§ SELECTION:
There remained nearly forty miles of space between Point Bell and Point Brown, in which the main coast had not been seen. This it was necessary to explore; but the wind being then at north-north-east, I steered to the southward, to gain some further knowledge of the coast in that direction before dark.

West of Cape Bauer, and distant four miles, there is a low island, extensively surrounded with rocks and breakers, which I called Olive's Island. We passed between it and the cape, and observed the cliffs of the latter to be stratified, and apparently calcareous. Another cliffy and somewhat higher projection opened from it at S. 1° W., distant seven miles, the intermediate low land forming a bight four or five miles deep, which is mostly skirted by a sandy beach. This projection I named Point Westall, in compliment to the landscape painter; and at six in the evening, when it bore north-east-by-east two or three miles, we veered round to the northward. Beyond Point Westall the coast takes a more eastern direction, the first land which opened out from it being at S. 43° E.: this was a third cliffy projection, terminating another sandy bight in the coast. No hill nor anything behind the shore could be perceived, but it does not certainly follow that there are no hills in the back country, for the haze was too thick to admit of the sight extending beyond four or five leagues.

The wind having veered to east-north-east, we kept to the northward all night, under easy sail; and at daylight [SATURDAY 6 FERBRUARY 1802], the lands around us were in the following bearings:

I. St. Francis, the largest southern cliffs, N. 80° W.
Lacy's Isle, centre, N. 57 W.
Evans' Isle, centre, N. 43 W.
Franklin's Isles, extremes, N. 29° to 10 W.
Point Brown, south extremity, N. 65 E.
Cape Bauer, north extremity, S. 78 E.
Olive's Island, centre, S. 67 E.
Cliffy Head beyond Point Westall, S. 45 E.

All sail was made to fetch between Franklin's Isles and Point Brown, in order to follow the course of the main land as close as possible; but finding, after several tacks, the impossibility of weathering the isles, we bore away; and at noon hauled up north-north-east round them. The wind was light at east, and the weather fine over head; but there was so dense a haze below that, the true horizon could not be distinguished from several false ones, and we had six or seven different latitudes from as many observers: those taken by me to the north and south differed 19 minutes. This dense haze, from its great refractive power, altered the appearance of objects in a surprising manner: a sandy beach seemed to be a chalky cliff, and the lowest islands to have steep shores. The thermometer stood, at this time, at 82° and the barometer at 29.60 inches.

§ OBJECTIVE: In the coastal survey passage, in whose honor was Point Westall named? The rows that follow are separate material, unrelated to the coastal survey passage.

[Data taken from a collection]
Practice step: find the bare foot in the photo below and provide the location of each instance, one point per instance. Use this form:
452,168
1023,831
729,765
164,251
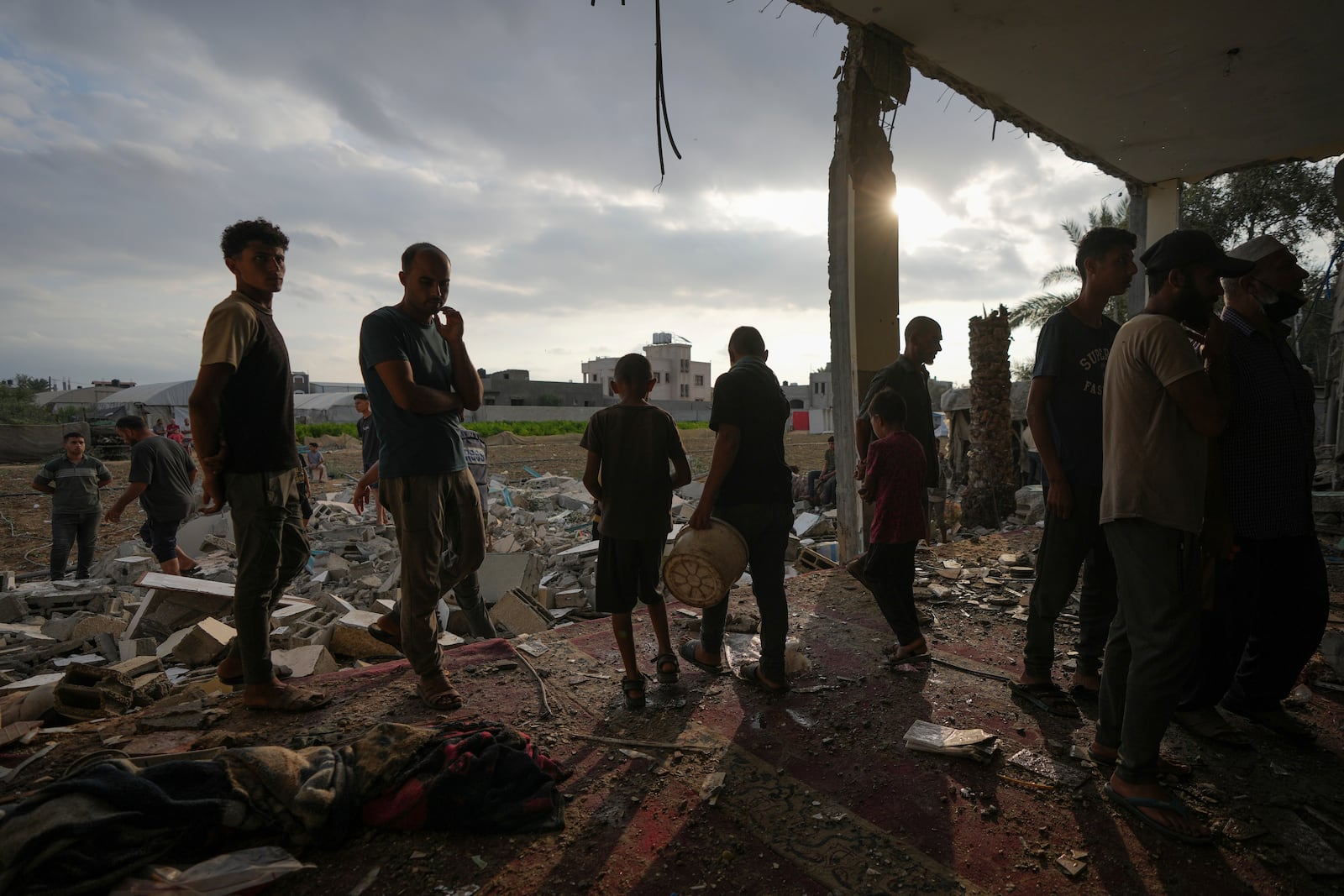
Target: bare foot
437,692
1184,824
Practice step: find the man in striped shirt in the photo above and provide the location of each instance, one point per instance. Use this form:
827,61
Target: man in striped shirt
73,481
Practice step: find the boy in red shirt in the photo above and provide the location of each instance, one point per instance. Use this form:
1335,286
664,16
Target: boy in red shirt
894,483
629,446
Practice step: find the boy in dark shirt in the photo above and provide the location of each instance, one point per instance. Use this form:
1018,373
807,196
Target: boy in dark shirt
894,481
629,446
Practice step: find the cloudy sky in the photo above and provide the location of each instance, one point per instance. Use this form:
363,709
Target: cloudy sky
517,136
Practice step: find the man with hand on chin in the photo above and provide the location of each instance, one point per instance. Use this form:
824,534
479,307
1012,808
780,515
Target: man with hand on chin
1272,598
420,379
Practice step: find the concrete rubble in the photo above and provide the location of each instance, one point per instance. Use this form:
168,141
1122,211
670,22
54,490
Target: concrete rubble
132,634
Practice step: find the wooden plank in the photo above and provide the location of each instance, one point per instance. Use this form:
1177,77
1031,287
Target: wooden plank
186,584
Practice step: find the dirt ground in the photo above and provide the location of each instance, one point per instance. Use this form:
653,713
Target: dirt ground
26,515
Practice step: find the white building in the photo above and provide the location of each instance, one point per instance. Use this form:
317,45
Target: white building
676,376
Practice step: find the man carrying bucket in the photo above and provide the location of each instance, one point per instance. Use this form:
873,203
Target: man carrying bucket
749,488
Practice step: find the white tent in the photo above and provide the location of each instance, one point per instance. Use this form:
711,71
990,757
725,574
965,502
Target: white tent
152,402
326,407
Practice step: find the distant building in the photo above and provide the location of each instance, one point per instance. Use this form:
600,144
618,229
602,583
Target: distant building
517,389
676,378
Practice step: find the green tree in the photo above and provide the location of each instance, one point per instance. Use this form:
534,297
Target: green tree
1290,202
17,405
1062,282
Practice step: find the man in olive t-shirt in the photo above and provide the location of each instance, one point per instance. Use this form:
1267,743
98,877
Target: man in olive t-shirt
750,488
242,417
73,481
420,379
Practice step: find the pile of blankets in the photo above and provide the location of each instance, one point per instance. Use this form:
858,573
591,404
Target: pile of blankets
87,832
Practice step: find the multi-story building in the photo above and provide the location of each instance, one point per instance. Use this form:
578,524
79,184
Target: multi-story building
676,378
--
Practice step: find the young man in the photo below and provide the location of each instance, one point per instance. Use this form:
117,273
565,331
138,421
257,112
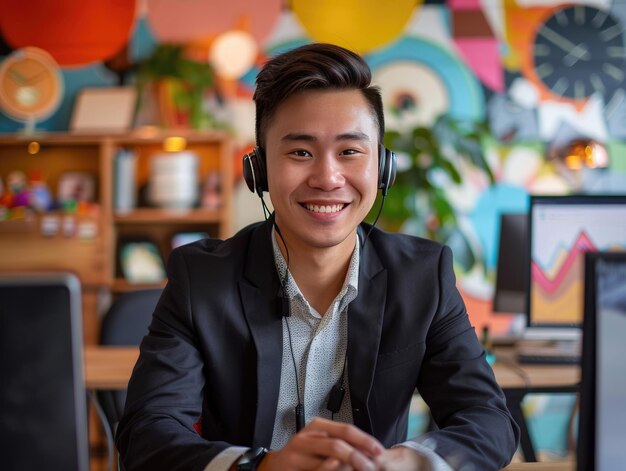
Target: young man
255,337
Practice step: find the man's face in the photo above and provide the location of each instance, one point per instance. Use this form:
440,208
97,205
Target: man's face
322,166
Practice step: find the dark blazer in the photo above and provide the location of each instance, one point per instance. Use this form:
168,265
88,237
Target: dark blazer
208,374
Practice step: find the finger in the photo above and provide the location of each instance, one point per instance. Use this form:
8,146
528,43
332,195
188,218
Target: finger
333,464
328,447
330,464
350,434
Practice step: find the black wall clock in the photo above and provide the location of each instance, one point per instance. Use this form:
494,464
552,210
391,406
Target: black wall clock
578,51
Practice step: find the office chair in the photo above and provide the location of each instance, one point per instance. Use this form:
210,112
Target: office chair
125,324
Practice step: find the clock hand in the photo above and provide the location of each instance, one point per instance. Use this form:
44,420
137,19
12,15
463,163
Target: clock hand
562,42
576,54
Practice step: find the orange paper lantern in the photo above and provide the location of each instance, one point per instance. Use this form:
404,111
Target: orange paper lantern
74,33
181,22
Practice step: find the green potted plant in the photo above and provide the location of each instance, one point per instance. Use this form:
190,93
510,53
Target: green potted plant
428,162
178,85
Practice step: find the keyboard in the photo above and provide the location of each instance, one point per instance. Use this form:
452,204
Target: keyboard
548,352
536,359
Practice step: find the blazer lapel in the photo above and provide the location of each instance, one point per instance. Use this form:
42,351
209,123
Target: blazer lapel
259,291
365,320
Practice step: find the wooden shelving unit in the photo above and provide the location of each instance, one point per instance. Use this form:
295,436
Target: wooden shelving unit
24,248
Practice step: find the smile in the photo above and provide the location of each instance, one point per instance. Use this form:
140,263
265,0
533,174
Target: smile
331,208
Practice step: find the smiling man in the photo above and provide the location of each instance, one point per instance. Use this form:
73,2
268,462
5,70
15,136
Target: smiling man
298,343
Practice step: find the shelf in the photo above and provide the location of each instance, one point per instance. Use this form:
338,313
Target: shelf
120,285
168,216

§ FULL SOLUTION: The landscape painter.